The task: Your task is to retype the listing word for word.

Material for this exercise:
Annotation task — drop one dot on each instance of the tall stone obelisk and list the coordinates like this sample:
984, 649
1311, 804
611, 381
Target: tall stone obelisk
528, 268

Solution for this task:
Annotation task — drop one dot on each instance of the tall stone obelisk and list the coordinates like this sample:
984, 649
1311, 804
611, 381
Target: tall stone obelisk
528, 268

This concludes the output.